If there's a choice at all, it's not between locking down and a thriving economy; the economy will nosedive either way. The choice comes down to how many people we want to die along the way. (Spoiler alert: the number of people you should be okay with dying is zero.)

Americans are dying at a rate of one 9/11 every one to two days. People of color are particularly at risk. The US death toll has eclipsed every other country's death toll in absolute terms (although it's currently 12th in the world per capita). The government's own estimates imply a death toll anywhere between 300,000 and 1.8 million Americans without shelter in place orders - and many statisticians believe they've been lowballed.

People aren't stupid. In an environment where hundreds of thousands of people are dying, most Americans are not going to start eating at restaurants, gathering in large groups, or going back to work in crowded offices. They're not going to take flights if they can help it, or go on lavish holidays. Polls show that most Americans don't want to reopen at all. And all this before the predicted second wave, which will cause a spike in the number of deaths and depress the economy further.

Abandoning lockdowns when the death rate is still rising will damage the economy more than continuing the quarantine. It will also potentially kill millions of people with lives, loved ones, hopes and dreams. Which should probably be the primary concern for anyone who isn't absolutely soullessly dead inside.

If we don't tackle the source of the problem rather than the symptoms, the economy will be depressed for years, and many people will needlessly die. Nobody in any party should want that. So let's go to the source, and put some more faith in science and innovation.

Researchers are curently trialling a Covid-19 test that will report results in 20 minutes, without being sent to a lab. If it works, we'll all be able to test ourselves on a regular basis, and self-quarantine if we get a positive result. Even if it doesn't work, reliable, slower tests are available, and there are some promising early results from vaccine trials (even if scientists, wisely, are urging for caution).

(Saved entries)
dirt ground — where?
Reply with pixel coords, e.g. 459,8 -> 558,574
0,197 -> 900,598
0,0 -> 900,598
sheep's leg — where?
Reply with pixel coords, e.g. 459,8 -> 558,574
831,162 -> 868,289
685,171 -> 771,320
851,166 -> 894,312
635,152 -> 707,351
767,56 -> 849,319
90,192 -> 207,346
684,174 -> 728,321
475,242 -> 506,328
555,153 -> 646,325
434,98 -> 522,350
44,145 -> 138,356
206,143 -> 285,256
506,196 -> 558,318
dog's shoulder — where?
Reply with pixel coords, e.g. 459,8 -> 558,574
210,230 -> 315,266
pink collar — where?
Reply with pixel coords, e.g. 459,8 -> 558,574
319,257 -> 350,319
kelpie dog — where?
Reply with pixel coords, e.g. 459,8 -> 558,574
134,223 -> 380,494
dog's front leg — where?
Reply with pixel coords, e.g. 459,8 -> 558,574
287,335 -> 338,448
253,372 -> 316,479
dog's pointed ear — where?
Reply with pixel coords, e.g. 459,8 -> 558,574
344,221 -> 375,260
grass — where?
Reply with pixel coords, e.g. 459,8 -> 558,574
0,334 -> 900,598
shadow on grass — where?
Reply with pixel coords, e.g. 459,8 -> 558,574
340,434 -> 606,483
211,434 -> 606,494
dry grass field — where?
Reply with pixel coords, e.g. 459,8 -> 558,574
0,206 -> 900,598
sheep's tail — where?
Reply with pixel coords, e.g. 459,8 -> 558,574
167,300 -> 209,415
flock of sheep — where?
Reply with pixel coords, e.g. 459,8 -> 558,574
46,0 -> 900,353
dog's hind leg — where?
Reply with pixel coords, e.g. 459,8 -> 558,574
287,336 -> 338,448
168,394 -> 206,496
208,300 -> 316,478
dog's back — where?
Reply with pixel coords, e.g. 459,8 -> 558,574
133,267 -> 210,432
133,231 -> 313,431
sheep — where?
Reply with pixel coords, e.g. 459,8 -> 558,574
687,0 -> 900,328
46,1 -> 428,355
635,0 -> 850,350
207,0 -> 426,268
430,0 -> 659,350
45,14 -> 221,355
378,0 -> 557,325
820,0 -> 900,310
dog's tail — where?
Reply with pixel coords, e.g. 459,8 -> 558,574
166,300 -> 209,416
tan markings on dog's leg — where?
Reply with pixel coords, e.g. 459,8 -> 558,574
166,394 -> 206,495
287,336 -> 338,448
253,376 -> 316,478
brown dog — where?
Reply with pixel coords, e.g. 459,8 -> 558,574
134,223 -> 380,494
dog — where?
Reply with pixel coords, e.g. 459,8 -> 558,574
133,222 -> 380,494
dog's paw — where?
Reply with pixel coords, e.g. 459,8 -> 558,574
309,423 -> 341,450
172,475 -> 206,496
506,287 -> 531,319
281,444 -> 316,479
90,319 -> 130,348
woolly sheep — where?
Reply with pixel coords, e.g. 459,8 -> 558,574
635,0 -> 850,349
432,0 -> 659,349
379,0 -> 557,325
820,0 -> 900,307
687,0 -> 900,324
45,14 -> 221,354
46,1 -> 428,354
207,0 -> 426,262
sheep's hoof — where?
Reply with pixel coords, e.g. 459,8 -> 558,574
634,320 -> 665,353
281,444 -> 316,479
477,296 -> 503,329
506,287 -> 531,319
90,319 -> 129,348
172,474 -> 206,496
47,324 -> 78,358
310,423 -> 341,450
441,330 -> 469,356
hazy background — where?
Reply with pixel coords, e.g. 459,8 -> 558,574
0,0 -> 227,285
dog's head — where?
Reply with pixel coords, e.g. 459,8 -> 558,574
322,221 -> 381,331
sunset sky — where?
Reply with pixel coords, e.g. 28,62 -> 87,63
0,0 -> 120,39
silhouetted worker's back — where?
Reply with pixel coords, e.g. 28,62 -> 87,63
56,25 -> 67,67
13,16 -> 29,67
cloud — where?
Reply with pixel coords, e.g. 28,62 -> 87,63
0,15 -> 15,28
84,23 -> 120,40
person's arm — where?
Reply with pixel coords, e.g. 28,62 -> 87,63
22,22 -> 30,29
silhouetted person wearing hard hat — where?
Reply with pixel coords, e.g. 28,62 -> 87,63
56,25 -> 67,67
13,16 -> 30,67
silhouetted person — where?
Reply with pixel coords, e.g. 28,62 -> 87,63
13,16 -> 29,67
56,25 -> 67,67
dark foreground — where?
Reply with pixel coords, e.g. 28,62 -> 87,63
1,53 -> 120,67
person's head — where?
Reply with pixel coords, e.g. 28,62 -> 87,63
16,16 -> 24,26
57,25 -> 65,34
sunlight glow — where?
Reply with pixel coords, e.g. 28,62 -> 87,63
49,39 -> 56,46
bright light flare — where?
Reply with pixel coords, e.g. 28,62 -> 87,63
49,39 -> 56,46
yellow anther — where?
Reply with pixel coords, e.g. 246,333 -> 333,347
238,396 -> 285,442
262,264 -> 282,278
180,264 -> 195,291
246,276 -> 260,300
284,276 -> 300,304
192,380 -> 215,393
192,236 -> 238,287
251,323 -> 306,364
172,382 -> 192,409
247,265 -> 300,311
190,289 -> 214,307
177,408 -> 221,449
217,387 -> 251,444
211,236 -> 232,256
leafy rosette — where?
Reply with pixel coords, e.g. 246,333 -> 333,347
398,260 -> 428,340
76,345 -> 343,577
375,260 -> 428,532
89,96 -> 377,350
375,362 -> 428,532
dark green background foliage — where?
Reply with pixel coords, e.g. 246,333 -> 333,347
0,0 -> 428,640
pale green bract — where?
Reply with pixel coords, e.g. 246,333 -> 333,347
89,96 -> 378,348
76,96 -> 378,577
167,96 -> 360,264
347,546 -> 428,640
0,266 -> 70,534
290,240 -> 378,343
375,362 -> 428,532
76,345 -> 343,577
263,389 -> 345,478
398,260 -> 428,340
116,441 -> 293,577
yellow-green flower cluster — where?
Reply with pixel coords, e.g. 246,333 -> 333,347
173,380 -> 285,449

◆ **PROBLEM DESCRIPTION**
Copy out the entire passage on lockdowns and the economy word for word. None of the rows are needed here.

◆ **SOLUTION TO THE PROBLEM**
If there's a choice at all, it's not between locking down and a thriving economy; the economy will nosedive either way. The choice comes down to how many people we want to die along the way. (Spoiler alert: the number of people you should be okay with dying is zero.)

Americans are dying at a rate of one 9/11 every one to two days. People of color are particularly at risk. The US death toll has eclipsed every other country's death toll in absolute terms (although it's currently 12th in the world per capita). The government's own estimates imply a death toll anywhere between 300,000 and 1.8 million Americans without shelter in place orders - and many statisticians believe they've been lowballed.

People aren't stupid. In an environment where hundreds of thousands of people are dying, most Americans are not going to start eating at restaurants, gathering in large groups, or going back to work in crowded offices. They're not going to take flights if they can help it, or go on lavish holidays. Polls show that most Americans don't want to reopen at all. And all this before the predicted second wave, which will cause a spike in the number of deaths and depress the economy further.

Abandoning lockdowns when the death rate is still rising will damage the economy more than continuing the quarantine. It will also potentially kill millions of people with lives, loved ones, hopes and dreams. Which should probably be the primary concern for anyone who isn't absolutely soullessly dead inside.

If we don't tackle the source of the problem rather than the symptoms, the economy will be depressed for years, and many people will needlessly die. Nobody in any party should want that. So let's go to the source, and put some more faith in science and innovation.

Researchers are curently trialling a Covid-19 test that will report results in 20 minutes, without being sent to a lab. If it works, we'll all be able to test ourselves on a regular basis, and self-quarantine if we get a positive result. Even if it doesn't work, reliable, slower tests are available, and there are some promising early results from vaccine trials (even if scientists, wisely, are urging for caution).